▶ **BRIEF**
Place each line of the listing below into a Markdown table with two columns, Row and Listing line. Number the rows in order and omit any blank lines.

======== DATASET ENTRIES

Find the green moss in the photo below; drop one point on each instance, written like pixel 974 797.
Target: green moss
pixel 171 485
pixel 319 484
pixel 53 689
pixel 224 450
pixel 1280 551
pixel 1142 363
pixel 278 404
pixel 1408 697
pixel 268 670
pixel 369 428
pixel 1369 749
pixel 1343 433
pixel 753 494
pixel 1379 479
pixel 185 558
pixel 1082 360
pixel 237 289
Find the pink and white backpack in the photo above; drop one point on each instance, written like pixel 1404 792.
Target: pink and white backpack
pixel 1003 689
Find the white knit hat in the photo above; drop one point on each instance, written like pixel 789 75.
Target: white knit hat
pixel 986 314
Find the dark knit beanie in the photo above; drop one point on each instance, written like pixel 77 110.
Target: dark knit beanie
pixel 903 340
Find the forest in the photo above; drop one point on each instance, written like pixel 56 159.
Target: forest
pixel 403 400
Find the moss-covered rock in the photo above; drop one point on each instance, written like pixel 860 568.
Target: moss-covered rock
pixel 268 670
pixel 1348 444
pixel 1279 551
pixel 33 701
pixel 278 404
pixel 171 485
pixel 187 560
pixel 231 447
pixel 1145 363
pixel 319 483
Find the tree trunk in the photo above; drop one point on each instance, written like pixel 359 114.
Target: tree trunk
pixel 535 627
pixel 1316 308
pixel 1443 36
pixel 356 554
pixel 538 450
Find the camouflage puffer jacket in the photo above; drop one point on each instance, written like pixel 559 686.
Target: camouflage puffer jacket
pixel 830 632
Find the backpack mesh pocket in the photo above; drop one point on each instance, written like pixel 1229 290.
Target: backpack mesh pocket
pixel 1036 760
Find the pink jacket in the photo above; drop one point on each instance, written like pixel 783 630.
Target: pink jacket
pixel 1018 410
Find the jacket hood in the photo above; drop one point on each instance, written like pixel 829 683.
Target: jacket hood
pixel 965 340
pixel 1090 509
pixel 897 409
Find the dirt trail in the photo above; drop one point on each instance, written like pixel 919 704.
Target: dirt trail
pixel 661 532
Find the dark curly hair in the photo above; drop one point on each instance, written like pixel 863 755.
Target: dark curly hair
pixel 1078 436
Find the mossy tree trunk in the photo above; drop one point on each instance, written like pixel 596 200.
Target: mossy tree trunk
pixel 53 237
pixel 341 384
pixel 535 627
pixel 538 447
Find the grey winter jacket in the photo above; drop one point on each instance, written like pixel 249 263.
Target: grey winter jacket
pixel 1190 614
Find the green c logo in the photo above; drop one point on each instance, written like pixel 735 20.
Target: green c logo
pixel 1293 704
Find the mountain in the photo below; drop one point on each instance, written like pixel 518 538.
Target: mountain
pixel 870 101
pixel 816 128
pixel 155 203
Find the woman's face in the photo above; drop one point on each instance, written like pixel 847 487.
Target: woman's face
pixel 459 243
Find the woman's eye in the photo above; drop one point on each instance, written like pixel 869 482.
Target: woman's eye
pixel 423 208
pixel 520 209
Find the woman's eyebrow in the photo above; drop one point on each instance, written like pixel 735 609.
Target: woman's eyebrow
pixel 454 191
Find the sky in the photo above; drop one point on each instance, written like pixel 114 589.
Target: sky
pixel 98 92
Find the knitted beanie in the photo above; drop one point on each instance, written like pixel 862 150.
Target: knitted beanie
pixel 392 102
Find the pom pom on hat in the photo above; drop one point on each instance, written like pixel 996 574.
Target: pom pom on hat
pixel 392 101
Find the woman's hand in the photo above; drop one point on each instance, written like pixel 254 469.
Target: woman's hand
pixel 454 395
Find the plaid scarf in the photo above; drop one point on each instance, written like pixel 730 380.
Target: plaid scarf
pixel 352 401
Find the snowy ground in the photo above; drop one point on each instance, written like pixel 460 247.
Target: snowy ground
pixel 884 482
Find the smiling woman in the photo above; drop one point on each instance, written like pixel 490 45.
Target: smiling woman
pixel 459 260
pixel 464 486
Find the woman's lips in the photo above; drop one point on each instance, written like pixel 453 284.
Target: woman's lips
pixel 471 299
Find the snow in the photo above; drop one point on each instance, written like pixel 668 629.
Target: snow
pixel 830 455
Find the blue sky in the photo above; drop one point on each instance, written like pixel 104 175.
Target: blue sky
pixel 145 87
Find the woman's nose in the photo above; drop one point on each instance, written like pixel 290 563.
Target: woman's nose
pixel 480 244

================

▶ **TASK RESULT**
| Row | Listing line |
|---|---|
| 1 | Find the green moss in the photo below; drop one point on each instance, written like pixel 974 797. |
| 2 | Target: green moss |
| 3 | pixel 171 485 |
| 4 | pixel 319 484 |
| 5 | pixel 53 689 |
| 6 | pixel 224 450 |
| 7 | pixel 1280 551 |
| 8 | pixel 1142 363 |
| 9 | pixel 278 404 |
| 10 | pixel 1408 697 |
| 11 | pixel 268 670 |
| 12 | pixel 369 428 |
| 13 | pixel 1369 749 |
| 14 | pixel 1343 433 |
| 15 | pixel 753 494 |
| 16 | pixel 1379 479 |
| 17 | pixel 185 558 |
| 18 | pixel 1082 360 |
| 19 | pixel 237 289 |
| 20 | Find the pink and white backpack in the photo above; drop one point on each instance, written like pixel 1404 792. |
| 21 | Target: pink and white backpack |
| 22 | pixel 1003 689 |
| 23 | Find the white knit hat in the photo above; drop one point on each instance, written like pixel 789 75. |
| 24 | Target: white knit hat |
| 25 | pixel 986 314 |
| 26 | Find the dark knit beanie in the photo above; drop one point on each instance, written like pixel 77 110. |
| 27 | Target: dark knit beanie |
| 28 | pixel 903 340 |
| 29 | Find the forest in the photo above; drop one point on each instance, written like pixel 56 159. |
| 30 | Target: forest |
| 31 | pixel 403 400 |
| 32 | Find the moss-covered rock in the photo above; drop one point on each instance, written like pixel 860 568. |
| 33 | Target: moss-covered rock |
| 34 | pixel 268 670 |
| 35 | pixel 1348 444 |
| 36 | pixel 1279 551 |
| 37 | pixel 33 701 |
| 38 | pixel 278 404 |
| 39 | pixel 171 485 |
| 40 | pixel 187 560 |
| 41 | pixel 231 447 |
| 42 | pixel 1145 363 |
| 43 | pixel 319 483 |
| 44 | Find the tree trunk in the photo above; drop one point on each instance, written like pixel 359 114. |
| 45 | Target: tree trunk |
| 46 | pixel 535 627 |
| 47 | pixel 1316 308 |
| 48 | pixel 1443 36 |
| 49 | pixel 356 554 |
| 50 | pixel 538 450 |
| 51 | Find the camouflage puffer jacket in the photo above; drop one point on each instance, written like pixel 559 686. |
| 52 | Target: camouflage puffer jacket |
| 53 | pixel 830 632 |
| 54 | Find the backpack mesh pocket in the photo above; drop one point on each instance, written like pixel 1229 290. |
| 55 | Target: backpack mesh pocket |
| 56 | pixel 1036 760 |
| 57 | Find the pink jacket in the photo above; drop one point on each instance, written like pixel 783 630. |
| 58 | Target: pink jacket |
| 59 | pixel 1018 410 |
| 60 | Find the jacket hood in the photo above; drop one point on each instance, written like pixel 829 683. |
| 61 | Target: jacket hood |
| 62 | pixel 965 340 |
| 63 | pixel 1090 509 |
| 64 | pixel 897 409 |
| 65 | Find the dirt trail in the photo above; drop one point on each instance, written like pixel 919 704. |
| 66 | Target: dirt trail |
| 67 | pixel 661 532 |
| 68 | Find the dark curly hair in the photo above; drop one point on each instance, written like pixel 863 755. |
| 69 | Target: dark curly hair |
| 70 | pixel 1078 436 |
| 71 | Find the mossy tree trunk in the photo above; drop one point on each instance, written like pixel 596 200. |
| 72 | Target: mossy tree trunk |
| 73 | pixel 53 237 |
| 74 | pixel 341 384 |
| 75 | pixel 535 627 |
| 76 | pixel 538 447 |
| 77 | Find the grey winter jacket in the photo above; drop one point on each instance, written like pixel 249 263. |
| 78 | Target: grey winter jacket |
| 79 | pixel 1190 614 |
| 80 | Find the green c logo in the photo above; drop one point on each instance, written like pixel 735 20. |
| 81 | Target: green c logo |
| 82 | pixel 1293 704 |
| 83 | Find the mountain in the photo below; drop one point on each instance, written like pixel 518 538. |
| 84 | Target: mountain |
| 85 | pixel 870 101 |
| 86 | pixel 816 128 |
| 87 | pixel 155 203 |
| 88 | Find the woman's face in the photo above; drop one point on each instance, written like pixel 847 487. |
| 89 | Target: woman's face |
| 90 | pixel 459 243 |
| 91 | Find the woman's eye in the photo above; drop one point on each instance, written like pixel 869 482. |
| 92 | Target: woman's eye |
| 93 | pixel 423 208 |
| 94 | pixel 520 209 |
| 95 | Find the woman's eyebrow in the photo above; drop one point on each instance, written like pixel 735 609. |
| 96 | Target: woman's eyebrow |
| 97 | pixel 454 191 |
| 98 | Find the sky in the photo above; drop one point on each instance, written like pixel 114 589. |
| 99 | Target: sky |
| 100 | pixel 98 92 |
| 101 | Find the knitted beanie in the photo above; drop one point on each instance, written like pixel 862 150. |
| 102 | Target: knitted beanie |
| 103 | pixel 392 102 |
| 104 | Find the pom pom on hat in the photo above; drop one point on each instance, written like pixel 996 574. |
| 105 | Target: pom pom on hat |
| 106 | pixel 392 101 |
| 107 | Find the woman's hand in the photo above; drop one point on each instance, written like pixel 254 469. |
| 108 | Target: woman's hand |
| 109 | pixel 454 395 |
| 110 | Find the plaid scarf in the photo above; drop one point on each instance, written like pixel 730 380. |
| 111 | Target: plaid scarf |
| 112 | pixel 352 401 |
| 113 | Find the snowy ground in the photo above; drop one point on each instance, written like pixel 460 247. |
| 114 | Target: snowy ground |
| 115 | pixel 884 482 |
| 116 | Find the smiling woman in the photo above; drop one point on each instance, written like pixel 490 45. |
| 117 | Target: smiling woman |
| 118 | pixel 459 260 |
| 119 | pixel 464 486 |
| 120 | Find the woman's lips in the photo above; drop one point on each instance, written like pixel 453 284. |
| 121 | Target: woman's lips |
| 122 | pixel 471 299 |
| 123 | Find the snow in the photo above; drop one point on each instance, written like pixel 668 629. |
| 124 | Target: snow |
| 125 | pixel 830 455 |
| 126 | Find the blue sky in the photo above; drop one point on each instance, written like pixel 104 175. |
| 127 | Target: blue sky |
| 128 | pixel 145 87 |
| 129 | Find the woman's nose in the photo above; drop one point on each instance, written like pixel 290 563. |
| 130 | Target: woman's nose |
| 131 | pixel 480 244 |